**Supplied information**:
######

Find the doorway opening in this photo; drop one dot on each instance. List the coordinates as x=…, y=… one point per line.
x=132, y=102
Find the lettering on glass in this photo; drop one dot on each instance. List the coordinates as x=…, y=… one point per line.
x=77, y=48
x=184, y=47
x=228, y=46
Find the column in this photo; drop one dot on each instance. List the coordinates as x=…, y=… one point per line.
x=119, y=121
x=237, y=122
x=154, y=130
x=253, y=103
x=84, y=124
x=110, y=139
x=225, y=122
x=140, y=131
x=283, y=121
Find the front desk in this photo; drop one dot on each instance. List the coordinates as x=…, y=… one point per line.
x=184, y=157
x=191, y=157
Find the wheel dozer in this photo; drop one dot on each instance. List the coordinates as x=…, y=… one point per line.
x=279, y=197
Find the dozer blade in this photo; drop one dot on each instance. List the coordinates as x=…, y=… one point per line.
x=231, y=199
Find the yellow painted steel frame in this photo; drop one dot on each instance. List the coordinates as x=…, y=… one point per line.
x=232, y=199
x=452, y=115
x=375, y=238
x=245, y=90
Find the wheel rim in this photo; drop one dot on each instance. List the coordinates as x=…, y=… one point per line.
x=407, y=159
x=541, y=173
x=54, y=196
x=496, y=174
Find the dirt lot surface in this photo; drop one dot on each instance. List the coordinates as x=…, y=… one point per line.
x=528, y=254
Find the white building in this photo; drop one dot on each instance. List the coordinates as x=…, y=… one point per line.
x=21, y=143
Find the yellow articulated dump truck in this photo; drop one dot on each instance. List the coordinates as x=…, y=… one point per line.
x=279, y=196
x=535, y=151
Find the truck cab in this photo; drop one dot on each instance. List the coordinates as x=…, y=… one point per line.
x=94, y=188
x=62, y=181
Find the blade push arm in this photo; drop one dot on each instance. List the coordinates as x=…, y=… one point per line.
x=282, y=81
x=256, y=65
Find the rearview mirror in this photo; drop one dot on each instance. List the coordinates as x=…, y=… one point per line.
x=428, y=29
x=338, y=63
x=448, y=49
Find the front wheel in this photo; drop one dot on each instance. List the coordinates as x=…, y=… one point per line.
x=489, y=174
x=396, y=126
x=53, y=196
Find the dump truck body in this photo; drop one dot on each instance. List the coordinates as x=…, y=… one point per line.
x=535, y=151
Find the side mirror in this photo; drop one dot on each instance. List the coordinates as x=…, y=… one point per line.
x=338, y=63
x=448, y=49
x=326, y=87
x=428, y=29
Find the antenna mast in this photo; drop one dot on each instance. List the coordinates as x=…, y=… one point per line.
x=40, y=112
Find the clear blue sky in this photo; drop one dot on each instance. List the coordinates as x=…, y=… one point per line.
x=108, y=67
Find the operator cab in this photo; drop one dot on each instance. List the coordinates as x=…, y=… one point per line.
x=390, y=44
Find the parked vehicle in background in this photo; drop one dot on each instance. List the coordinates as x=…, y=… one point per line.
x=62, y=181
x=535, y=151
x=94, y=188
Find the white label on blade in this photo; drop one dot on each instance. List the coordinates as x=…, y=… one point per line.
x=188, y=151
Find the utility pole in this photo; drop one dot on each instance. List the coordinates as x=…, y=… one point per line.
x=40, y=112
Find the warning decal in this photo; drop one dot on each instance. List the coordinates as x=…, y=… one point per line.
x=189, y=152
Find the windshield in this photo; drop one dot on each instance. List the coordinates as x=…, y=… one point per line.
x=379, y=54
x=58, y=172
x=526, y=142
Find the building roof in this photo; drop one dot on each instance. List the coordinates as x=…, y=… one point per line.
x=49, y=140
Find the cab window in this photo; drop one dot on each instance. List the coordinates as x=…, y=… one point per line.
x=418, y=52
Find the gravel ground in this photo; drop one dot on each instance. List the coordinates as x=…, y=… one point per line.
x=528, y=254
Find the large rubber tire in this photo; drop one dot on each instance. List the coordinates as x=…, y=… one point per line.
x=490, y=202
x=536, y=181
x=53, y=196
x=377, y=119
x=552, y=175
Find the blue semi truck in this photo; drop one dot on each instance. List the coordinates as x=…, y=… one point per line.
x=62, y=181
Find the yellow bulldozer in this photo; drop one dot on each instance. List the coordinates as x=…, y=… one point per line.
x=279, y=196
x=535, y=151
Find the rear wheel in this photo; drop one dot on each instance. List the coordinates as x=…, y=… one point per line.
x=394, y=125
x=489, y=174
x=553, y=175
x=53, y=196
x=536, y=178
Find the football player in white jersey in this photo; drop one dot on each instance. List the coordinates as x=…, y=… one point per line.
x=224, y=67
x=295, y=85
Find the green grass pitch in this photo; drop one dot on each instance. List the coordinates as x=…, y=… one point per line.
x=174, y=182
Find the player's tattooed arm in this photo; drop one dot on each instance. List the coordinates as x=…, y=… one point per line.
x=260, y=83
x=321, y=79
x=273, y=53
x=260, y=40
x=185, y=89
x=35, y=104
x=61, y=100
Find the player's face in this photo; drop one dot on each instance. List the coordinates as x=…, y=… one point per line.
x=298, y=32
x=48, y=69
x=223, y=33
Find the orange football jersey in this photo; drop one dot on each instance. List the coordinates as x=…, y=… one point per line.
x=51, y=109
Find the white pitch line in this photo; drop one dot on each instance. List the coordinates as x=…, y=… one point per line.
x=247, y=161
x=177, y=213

######

**Exercise brief**:
Please make an exact copy of every record, leaving nothing out.

**Answer**:
Find the doorway opening in this photo; drop one dot on each instance. List the coordinates as x=…, y=… one point per line.
x=132, y=102
Find the lettering on glass in this photo; drop one dot on each instance. List the coordinates as x=…, y=… one point per line.
x=77, y=48
x=184, y=47
x=228, y=46
Find the column in this photo; drop one dot on each instance. List the coordinates as x=…, y=… one point per line.
x=119, y=121
x=237, y=122
x=154, y=130
x=253, y=103
x=84, y=124
x=110, y=139
x=225, y=122
x=140, y=131
x=283, y=121
Find the front desk in this photo; drop one dot on each instance. List the coordinates as x=…, y=… one point per line.
x=184, y=157
x=191, y=157
Find the wheel dozer in this photo; drop one dot on each instance. List the coordinates as x=…, y=… one point per line.
x=279, y=197
Find the dozer blade in this photo; drop one dot on each instance. List the coordinates as x=…, y=… one point per line.
x=231, y=199
Find the yellow painted steel frame in this photo; drop one dot on each instance. List the coordinates as x=…, y=… one point per line.
x=232, y=199
x=452, y=115
x=375, y=238
x=245, y=90
Find the wheel rim in this photo; drop one dot on each instance. List the coordinates as x=…, y=… one point per line.
x=407, y=159
x=541, y=173
x=54, y=196
x=496, y=174
Find the dirt lot surface in this photo; drop one dot on each instance. List the coordinates as x=…, y=… one point per line.
x=528, y=254
Find the white building in this photo; drop one dot on each instance. List the coordinates as x=…, y=… one point per line.
x=21, y=143
Find the yellow articulated dump truck in this photo; drop one dot on each instance. List the coordinates as x=…, y=… one point per line.
x=279, y=196
x=535, y=151
Find the truck cab in this photo; drop one dot on each instance. List the coordinates as x=…, y=… one point per line.
x=94, y=188
x=62, y=181
Find the blade push arm in this photo; drop one dot on each instance. List the coordinates as x=…, y=… one point per line.
x=282, y=81
x=256, y=65
Find the rearview mirror in this photo; drop one dot on each instance. List the coordinates as x=…, y=… one point per line.
x=428, y=29
x=338, y=63
x=448, y=49
Find the front wheel in this photo; drop one dot on each instance. List the coordinates as x=…, y=… one point per line.
x=489, y=174
x=396, y=126
x=53, y=196
Find the dump truck body in this photo; drop one dot on each instance. List the coordinates as x=…, y=… one point per line.
x=535, y=151
Find the side mirror in this photo; drop one dot on each instance. List the coordinates as x=…, y=… one point per line.
x=338, y=63
x=448, y=49
x=326, y=87
x=428, y=29
Find the antenna mast in this photo; drop one dot on each instance. List the coordinates as x=…, y=… one point per line.
x=40, y=112
Find the clear blue sky in this photo; drop one dot on each instance. List the coordinates as x=…, y=… one point per line.
x=108, y=67
Find the operator cab in this photo; drop one dot on each instance. List the coordinates as x=…, y=… one point per line.
x=390, y=44
Find the parked vehicle in background in this photo; drop one dot on each instance. List the coordinates as x=…, y=… one point per line.
x=62, y=181
x=535, y=151
x=94, y=188
Find the white label on blade in this photo; drop one dot on each instance. List the coordinates as x=…, y=… one point per line.
x=188, y=151
Find the utility pole in this photo; drop one dot on each instance. List the coordinates as x=…, y=… one point per line.
x=40, y=112
Find the warning decal in this photo; drop one dot on each instance. List the coordinates as x=…, y=… one point per line.
x=189, y=152
Find the windshield in this photo; drop one dot on each instance. List the coordinates as x=…, y=… one point per line.
x=379, y=54
x=58, y=172
x=526, y=142
Find the building roof in this photo; drop one dot on each instance. List the coordinates as x=…, y=… one point per line.
x=49, y=140
Find the cab window in this photo; drop one dot on each instance. List the coordinates as x=…, y=… one point per line.
x=418, y=52
Find the gravel ground in this photo; drop one dot on each instance. List the coordinates as x=…, y=… one point per line.
x=528, y=254
Find the large rubber tire in this photo; drop one dot on each instance. List the coordinates as x=…, y=… one point per line.
x=490, y=202
x=536, y=181
x=53, y=196
x=377, y=119
x=552, y=175
Find the blue semi truck in this photo; drop one dot on each instance. List the coordinates as x=…, y=… one point per line.
x=62, y=181
Find the yellow bulldozer in this photo; drop one dot on each instance. List the coordinates as x=…, y=… one point per line.
x=279, y=196
x=535, y=151
Find the rear wheel in this photo; drop one dot on each instance. List the coordinates as x=…, y=… one point per line.
x=394, y=125
x=489, y=174
x=553, y=175
x=53, y=196
x=536, y=178
Find the football player in white jersey in this photo; drop one dot on each instance. List the coordinates as x=…, y=… one point per line.
x=224, y=67
x=295, y=85
Find the green grass pitch in this photo; drop one dot on each instance. List the coordinates as x=…, y=… one point per line.
x=174, y=182
Find the player's tattooed arm in this photo; drop one dot on each instance. List the coordinates as x=…, y=… one point per line.
x=260, y=83
x=321, y=79
x=273, y=53
x=260, y=40
x=185, y=89
x=35, y=104
x=61, y=100
Find the player's face in this photo; drop one dot on each instance. List the coordinates as x=…, y=… one point per line.
x=298, y=32
x=48, y=69
x=223, y=33
Find the orange football jersey in this photo; drop one dot on each instance. List the coordinates as x=…, y=… one point per line.
x=51, y=109
Find the white pitch line in this photo; drop one dot on each instance. List the coordinates as x=…, y=… one point per line.
x=247, y=161
x=177, y=213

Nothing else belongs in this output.